■ INSTRUCTIONS FOR THE TASK
From the listing below, return each line that includes "piano".

#####

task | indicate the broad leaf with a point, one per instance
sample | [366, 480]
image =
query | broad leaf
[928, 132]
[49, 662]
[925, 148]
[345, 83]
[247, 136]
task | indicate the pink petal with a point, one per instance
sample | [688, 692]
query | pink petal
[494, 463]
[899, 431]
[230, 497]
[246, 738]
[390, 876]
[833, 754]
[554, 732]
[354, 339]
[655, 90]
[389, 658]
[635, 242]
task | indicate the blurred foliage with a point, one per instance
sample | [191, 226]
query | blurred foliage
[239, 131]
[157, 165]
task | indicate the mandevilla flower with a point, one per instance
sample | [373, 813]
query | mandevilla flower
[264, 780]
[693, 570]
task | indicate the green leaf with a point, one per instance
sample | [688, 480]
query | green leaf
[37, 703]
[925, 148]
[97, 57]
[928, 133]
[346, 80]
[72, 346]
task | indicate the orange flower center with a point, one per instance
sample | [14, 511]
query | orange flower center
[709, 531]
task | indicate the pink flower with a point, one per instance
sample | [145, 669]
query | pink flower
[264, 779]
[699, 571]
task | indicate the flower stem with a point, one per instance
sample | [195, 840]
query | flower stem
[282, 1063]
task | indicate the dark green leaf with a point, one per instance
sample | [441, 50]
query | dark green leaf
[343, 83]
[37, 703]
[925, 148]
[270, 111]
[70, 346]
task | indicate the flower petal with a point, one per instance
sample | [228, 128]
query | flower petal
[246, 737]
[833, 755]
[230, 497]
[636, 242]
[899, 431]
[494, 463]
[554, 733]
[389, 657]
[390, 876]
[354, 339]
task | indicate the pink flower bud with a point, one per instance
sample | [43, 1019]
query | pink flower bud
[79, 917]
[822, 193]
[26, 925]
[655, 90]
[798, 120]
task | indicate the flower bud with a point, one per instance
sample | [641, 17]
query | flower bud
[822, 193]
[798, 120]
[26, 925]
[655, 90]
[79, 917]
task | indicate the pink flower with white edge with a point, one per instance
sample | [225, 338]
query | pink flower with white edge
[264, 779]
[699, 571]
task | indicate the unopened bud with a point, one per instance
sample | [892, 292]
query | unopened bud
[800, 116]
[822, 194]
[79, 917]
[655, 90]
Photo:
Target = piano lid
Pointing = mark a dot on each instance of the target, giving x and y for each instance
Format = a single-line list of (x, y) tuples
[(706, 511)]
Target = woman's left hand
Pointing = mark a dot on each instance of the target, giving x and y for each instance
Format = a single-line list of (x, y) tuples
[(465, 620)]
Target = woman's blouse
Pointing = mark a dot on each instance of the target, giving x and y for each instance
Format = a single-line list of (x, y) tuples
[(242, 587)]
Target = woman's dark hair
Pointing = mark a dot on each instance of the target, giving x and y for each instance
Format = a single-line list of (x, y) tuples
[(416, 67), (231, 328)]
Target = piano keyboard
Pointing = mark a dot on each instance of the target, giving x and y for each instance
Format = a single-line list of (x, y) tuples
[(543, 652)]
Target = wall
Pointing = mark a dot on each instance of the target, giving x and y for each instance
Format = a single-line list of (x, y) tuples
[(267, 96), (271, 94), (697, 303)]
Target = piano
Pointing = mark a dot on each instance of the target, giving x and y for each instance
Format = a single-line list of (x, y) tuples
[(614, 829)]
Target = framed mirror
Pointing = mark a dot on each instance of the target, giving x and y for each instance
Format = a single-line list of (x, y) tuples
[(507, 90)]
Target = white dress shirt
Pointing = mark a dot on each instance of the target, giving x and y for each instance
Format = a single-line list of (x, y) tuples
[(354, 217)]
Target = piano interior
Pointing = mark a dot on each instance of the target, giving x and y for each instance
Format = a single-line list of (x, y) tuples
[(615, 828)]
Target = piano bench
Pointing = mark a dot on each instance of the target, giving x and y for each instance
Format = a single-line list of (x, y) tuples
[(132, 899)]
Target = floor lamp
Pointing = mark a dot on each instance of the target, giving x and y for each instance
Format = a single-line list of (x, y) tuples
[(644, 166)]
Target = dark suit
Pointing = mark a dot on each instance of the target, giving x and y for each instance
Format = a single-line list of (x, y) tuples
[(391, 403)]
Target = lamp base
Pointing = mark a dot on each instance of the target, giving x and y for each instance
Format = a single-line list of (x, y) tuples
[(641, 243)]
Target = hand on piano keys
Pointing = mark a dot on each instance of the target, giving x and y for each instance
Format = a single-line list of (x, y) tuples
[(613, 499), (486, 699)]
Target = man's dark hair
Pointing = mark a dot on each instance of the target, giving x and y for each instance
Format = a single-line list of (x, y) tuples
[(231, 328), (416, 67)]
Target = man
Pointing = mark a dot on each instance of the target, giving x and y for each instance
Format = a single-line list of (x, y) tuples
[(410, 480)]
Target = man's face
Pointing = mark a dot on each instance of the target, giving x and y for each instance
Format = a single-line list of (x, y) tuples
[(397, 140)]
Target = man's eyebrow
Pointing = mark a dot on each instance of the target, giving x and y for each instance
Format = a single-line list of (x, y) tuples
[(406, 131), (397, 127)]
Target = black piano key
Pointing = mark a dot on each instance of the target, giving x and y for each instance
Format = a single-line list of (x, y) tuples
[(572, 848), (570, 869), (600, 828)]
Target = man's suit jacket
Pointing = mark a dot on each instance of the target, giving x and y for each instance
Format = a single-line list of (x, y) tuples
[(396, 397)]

#####

■ RESULT FOR THIS TASK
Target = piano lid
Target = piano keyboard
Target = piano
Target = piano interior
Target = piano bench
Target = hand on piano keys
Target = black piano key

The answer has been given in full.